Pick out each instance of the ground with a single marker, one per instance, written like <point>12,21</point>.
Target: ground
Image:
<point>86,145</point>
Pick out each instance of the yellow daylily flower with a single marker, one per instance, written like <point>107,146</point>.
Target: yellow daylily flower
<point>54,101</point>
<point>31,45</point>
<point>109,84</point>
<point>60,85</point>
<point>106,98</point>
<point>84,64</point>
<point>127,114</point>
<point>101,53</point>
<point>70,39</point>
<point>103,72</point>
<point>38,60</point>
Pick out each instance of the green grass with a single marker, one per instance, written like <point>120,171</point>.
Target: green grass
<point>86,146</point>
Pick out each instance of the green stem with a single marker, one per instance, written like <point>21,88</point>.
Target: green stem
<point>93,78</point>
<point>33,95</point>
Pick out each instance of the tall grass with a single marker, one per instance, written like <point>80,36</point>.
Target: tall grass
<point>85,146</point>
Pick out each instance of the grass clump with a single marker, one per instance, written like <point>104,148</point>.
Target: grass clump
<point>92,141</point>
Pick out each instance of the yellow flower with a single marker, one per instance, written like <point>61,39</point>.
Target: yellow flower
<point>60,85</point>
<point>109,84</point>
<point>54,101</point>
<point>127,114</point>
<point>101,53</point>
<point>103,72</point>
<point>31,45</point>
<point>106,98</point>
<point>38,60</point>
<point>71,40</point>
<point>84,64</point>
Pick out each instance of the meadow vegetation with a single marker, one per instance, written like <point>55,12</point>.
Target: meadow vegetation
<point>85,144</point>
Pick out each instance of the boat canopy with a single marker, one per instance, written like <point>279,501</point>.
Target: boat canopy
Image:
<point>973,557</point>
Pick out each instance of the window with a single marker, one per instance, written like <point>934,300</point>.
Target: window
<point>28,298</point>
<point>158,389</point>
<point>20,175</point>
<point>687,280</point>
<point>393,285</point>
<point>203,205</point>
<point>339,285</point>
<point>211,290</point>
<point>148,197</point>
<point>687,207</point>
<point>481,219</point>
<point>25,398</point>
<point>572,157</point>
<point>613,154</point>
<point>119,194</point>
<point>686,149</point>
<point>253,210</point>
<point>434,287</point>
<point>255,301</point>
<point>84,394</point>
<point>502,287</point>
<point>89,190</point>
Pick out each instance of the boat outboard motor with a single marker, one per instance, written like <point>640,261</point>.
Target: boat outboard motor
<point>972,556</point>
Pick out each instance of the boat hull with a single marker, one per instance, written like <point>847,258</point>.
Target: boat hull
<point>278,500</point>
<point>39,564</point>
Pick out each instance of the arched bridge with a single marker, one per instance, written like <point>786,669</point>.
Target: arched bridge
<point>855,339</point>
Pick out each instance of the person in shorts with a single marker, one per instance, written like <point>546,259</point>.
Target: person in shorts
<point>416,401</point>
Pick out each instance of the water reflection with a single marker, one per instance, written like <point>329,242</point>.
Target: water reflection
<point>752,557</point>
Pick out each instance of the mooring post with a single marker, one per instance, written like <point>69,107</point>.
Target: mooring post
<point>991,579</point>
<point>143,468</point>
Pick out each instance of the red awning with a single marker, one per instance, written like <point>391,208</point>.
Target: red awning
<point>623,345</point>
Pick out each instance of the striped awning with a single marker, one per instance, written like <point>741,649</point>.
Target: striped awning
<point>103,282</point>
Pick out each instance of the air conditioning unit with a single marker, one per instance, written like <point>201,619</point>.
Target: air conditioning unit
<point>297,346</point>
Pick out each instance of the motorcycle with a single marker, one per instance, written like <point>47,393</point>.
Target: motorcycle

#####

The task: Output every line of the data above as a JSON list of strings, one string per line, leaving out blank lines.

Problem solution:
[
  "Pick out each instance of the ground with a single marker, one per instance, written like <point>12,21</point>.",
  "Target: ground",
  "Image:",
  "<point>86,145</point>",
  "Pick out each instance of the yellow daylily flower with a single marker, one per instance, written like <point>107,146</point>.",
  "Target: yellow daylily flower",
  "<point>54,101</point>",
  "<point>31,45</point>",
  "<point>109,84</point>",
  "<point>60,85</point>",
  "<point>106,98</point>",
  "<point>84,64</point>",
  "<point>127,114</point>",
  "<point>101,53</point>",
  "<point>70,39</point>",
  "<point>103,72</point>",
  "<point>38,60</point>",
  "Pick out each instance of the green grass with a single marker, one per instance, written like <point>120,171</point>.",
  "Target: green grass",
  "<point>86,146</point>",
  "Pick out each instance of the green stem with a single marker, one per instance, written like <point>21,88</point>.",
  "Target: green stem",
  "<point>93,78</point>",
  "<point>33,95</point>",
  "Pick out each instance of the tall grass with a single marker, one per instance, written like <point>80,36</point>.",
  "Target: tall grass",
  "<point>85,146</point>",
  "Pick out each instance of the grass clump with a single marker, one per instance, written like <point>104,148</point>.",
  "Target: grass clump",
  "<point>92,141</point>",
  "Pick out each instance of the yellow flower with a single marker, one per instance, written like <point>61,39</point>.",
  "Target: yellow flower",
  "<point>60,85</point>",
  "<point>109,84</point>",
  "<point>54,101</point>",
  "<point>127,114</point>",
  "<point>101,53</point>",
  "<point>103,72</point>",
  "<point>31,45</point>",
  "<point>106,98</point>",
  "<point>38,60</point>",
  "<point>71,40</point>",
  "<point>84,64</point>",
  "Pick out each instance of the meadow vegetation with a single marker, one per instance, written like <point>55,12</point>.",
  "Target: meadow vegetation",
  "<point>85,144</point>",
  "Pick out each instance of the boat canopy with a single marker, one per instance, written like <point>279,501</point>.",
  "Target: boat canopy",
  "Image:",
  "<point>973,557</point>",
  "Pick out each instance of the window with a single marker, one per instance, written like <point>934,300</point>.",
  "Target: window",
  "<point>28,298</point>",
  "<point>158,389</point>",
  "<point>20,175</point>",
  "<point>687,280</point>",
  "<point>393,285</point>",
  "<point>203,205</point>",
  "<point>339,285</point>",
  "<point>211,290</point>",
  "<point>148,197</point>",
  "<point>687,207</point>",
  "<point>481,219</point>",
  "<point>25,398</point>",
  "<point>572,157</point>",
  "<point>613,154</point>",
  "<point>119,194</point>",
  "<point>686,149</point>",
  "<point>253,210</point>",
  "<point>434,287</point>",
  "<point>255,301</point>",
  "<point>84,394</point>",
  "<point>502,287</point>",
  "<point>89,190</point>",
  "Pick out each instance of the boat outboard motor with a single marker, one per instance, written like <point>640,261</point>.",
  "Target: boat outboard motor",
  "<point>972,556</point>",
  "Pick out each instance of the boat hull with a single marker, one per instance, written like <point>847,258</point>.",
  "Target: boat hull",
  "<point>278,500</point>",
  "<point>39,564</point>",
  "Pick out each instance of the arched bridge with a single marker, one per instance, written like <point>786,669</point>.",
  "Target: arched bridge",
  "<point>855,339</point>",
  "Pick out each instance of the person in shorts with a single marker, one per instance, written like <point>546,259</point>.",
  "Target: person in shorts",
  "<point>416,401</point>",
  "Pick out each instance of the water reflection with a single marker, one per instance, written like <point>329,242</point>.",
  "Target: water reflection",
  "<point>752,557</point>",
  "Pick out each instance of the mooring post with a single marker, one per instance, written like <point>69,107</point>.",
  "Target: mooring post",
  "<point>991,579</point>",
  "<point>143,468</point>",
  "Pick out each instance of the red awning with a single marker, one per instance, written like <point>391,208</point>.",
  "Target: red awning",
  "<point>623,345</point>",
  "Pick out each instance of the striped awning with a single marker, one per instance, written like <point>741,649</point>.",
  "Target: striped awning",
  "<point>103,282</point>",
  "Pick out each instance of the air conditioning unit with a single marker, one per instance, written like <point>201,619</point>.",
  "Target: air conditioning unit",
  "<point>297,346</point>",
  "Pick out each instance of the motorcycle with a single marker, one per instance, written like <point>47,393</point>.",
  "Target: motorcycle"
]